Reading text:
★ ★ ★

Alternatively, the hydrolysis of BSG can be carried out through alkali, acid, hydrothermal, or enzymatic pre-treatments (Rojas-Chamorro et al. 2020; Paz et al. 2019). Ethanologenic microorganisms have been used to produce ethanol from these hydrolyzed BSG, including Saccharomyces cerevisiae and Zigosaccharomyces rouxii (Liguori et al. 2015). In particular, the high gravity brewing yeast S. cerevisiae BLGII 1762 and S. cerevisiae PE-2 isolated from the Brazilian bioethanol industry produce ethanol with yields of between 23 and 81% (Pinheiro et al. 2019). In addition, hemicellulosic hydrolysates of BSG have been used to produce microbial biomass and xylitol using Debaryomyces hansenii CCMI 941 (Carvalheiro et al. 2007) and Candida guilliermondii FTI 20037 (Mussatto and Roberto 2005). Banjo et al. (2018) used BSG to produce ascorbic acid by submerged fermentation culture of Aspergillus flavus and Aspergillus tamari, whereby they obtained 6.25 and 7.25 g L−1 ascorbic acid, respectively.

Brewers’ spent grain has also been used for isolation and maintenance of actinobacteria, such as Streptomyces coelicolor A3 (Szponar et al. 2003) and S. malaysiensis AMT-3, and their production of cellulases (Nascimento et al. 2009). Bacillus sp. KR-8104 has been grown on BSG to produce α-amylase (Hashemi et al. 2011).

★ ★ ★

Spatial localization data:
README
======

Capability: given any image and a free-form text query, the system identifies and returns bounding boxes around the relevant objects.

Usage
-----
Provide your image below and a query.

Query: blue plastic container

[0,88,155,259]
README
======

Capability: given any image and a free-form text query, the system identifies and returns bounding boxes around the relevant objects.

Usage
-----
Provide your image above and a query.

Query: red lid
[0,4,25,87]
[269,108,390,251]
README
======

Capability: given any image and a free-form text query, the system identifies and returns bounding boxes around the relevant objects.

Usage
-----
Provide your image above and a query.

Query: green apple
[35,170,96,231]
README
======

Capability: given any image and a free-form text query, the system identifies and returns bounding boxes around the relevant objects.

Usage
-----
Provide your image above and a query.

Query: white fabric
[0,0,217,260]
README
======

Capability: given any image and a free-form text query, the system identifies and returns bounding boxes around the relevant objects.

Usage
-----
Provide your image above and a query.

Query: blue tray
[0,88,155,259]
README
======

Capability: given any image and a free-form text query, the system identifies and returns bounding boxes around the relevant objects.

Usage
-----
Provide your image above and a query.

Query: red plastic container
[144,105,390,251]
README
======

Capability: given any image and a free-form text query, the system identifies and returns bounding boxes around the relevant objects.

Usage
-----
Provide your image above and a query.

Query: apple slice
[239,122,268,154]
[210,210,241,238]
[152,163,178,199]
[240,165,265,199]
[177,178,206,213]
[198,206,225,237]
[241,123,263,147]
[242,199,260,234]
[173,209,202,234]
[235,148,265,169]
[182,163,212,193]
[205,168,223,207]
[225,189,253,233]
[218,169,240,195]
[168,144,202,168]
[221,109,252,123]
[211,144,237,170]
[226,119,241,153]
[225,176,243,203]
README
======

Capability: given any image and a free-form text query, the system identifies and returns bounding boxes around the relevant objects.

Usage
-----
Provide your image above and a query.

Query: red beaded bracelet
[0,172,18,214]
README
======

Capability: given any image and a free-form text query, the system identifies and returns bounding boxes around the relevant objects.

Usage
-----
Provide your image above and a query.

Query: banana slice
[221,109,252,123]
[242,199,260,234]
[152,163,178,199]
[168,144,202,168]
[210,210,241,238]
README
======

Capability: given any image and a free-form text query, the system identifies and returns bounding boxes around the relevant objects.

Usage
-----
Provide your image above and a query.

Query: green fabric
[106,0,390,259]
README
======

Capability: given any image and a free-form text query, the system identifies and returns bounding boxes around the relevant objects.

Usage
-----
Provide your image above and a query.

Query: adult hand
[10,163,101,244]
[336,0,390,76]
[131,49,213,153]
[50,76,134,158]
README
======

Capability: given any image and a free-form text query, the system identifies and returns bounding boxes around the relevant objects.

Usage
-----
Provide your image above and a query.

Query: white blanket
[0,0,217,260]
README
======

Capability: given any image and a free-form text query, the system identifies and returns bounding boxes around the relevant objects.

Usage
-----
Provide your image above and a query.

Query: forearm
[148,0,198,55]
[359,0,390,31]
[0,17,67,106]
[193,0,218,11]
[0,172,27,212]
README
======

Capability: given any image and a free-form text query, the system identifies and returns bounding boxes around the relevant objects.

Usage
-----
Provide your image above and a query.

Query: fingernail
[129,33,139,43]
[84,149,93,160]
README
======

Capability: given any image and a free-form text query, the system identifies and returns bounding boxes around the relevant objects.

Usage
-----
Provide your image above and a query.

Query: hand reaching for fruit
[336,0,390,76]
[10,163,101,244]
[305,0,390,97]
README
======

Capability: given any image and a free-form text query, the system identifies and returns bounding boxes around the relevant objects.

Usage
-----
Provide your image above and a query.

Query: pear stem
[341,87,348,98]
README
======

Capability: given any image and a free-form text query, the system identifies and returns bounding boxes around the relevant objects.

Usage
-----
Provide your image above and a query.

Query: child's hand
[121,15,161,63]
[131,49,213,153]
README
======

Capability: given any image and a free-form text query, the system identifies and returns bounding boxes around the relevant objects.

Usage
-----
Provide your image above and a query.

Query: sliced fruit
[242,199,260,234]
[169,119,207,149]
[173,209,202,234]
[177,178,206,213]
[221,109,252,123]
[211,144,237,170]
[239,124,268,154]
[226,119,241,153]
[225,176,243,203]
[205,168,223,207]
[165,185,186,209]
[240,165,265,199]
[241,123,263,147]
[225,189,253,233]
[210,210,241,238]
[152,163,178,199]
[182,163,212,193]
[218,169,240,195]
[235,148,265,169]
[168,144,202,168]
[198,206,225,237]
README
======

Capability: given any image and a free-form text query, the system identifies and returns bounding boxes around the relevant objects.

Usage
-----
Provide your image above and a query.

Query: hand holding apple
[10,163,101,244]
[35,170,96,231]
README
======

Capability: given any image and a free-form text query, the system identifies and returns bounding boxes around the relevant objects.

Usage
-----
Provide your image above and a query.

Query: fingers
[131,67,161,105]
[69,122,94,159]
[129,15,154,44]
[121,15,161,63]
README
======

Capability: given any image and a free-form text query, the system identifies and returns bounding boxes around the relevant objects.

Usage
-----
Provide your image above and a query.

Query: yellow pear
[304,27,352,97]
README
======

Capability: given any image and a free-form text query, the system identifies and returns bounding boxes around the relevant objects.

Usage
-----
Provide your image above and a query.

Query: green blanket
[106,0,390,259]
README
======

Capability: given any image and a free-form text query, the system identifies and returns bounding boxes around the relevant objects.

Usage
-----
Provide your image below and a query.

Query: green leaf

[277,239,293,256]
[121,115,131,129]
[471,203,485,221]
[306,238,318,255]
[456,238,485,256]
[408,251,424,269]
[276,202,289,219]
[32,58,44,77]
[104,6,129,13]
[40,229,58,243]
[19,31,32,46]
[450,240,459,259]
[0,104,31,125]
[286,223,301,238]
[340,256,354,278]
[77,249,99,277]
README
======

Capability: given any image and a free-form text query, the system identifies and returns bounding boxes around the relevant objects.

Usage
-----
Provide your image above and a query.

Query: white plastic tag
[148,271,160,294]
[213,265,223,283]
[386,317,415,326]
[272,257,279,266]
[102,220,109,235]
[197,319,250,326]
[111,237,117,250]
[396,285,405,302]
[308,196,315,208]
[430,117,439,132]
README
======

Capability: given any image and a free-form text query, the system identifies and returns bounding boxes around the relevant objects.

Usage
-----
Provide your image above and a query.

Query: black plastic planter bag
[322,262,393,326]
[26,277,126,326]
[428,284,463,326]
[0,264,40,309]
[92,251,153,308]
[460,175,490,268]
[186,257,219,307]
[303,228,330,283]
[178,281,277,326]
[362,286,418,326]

★ ★ ★

Required tasks:
A: According to the spent-grain passage, why was Bacillus sp. KR-8104 grown on BSG? Answer in one to three sentences.
B: Copy part of the spent-grain passage, switching "cellulases" to "xylanases": begin at the words "Brewers’ spent grain" and stop after "et al. 2011).".
This listing has no connection to the spent-grain passage.

Solutions to the problems:
A: Bacillus sp. KR-8104 was grown on BSG to produce α-amylase (Hashemi et al. 2011).

B:
Brewers’ spent grain has also been used for isolation and maintenance of actinobacteria, such as Streptomyces coelicolor A3 (Szponar et al. 2003) and S. malaysiensis AMT-3, and their production of xylanases (Nascimento et al. 2009). Bacillus sp. KR-8104 has been grown on BSG to produce α-amylase (Hashemi et al. 2011).